- _Work to complete_:
Report back each line of the data that contains the word "clicks".

- _Material provided_:

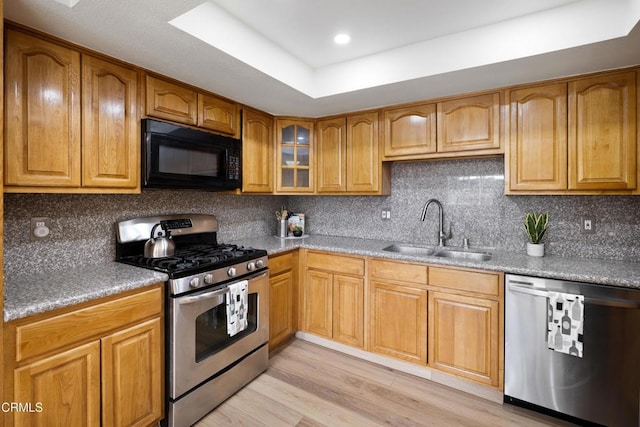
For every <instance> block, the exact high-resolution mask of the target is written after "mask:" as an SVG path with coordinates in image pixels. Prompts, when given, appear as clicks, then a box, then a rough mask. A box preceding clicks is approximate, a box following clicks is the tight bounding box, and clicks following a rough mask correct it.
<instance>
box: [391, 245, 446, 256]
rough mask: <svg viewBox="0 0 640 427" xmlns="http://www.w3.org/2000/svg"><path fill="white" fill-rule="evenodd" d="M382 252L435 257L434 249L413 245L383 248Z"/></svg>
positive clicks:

- _Problem solution_:
For every <instance> block, the exact high-resolution mask of the target is written after "mask:" as an SVG path with coordinates in image pixels. Prompts, when given, appear as clicks, then a box, then a rough mask. A box preceding clicks is approximate, a box following clicks is the tight bounding box, and clicks following a rough mask correct it.
positive clicks:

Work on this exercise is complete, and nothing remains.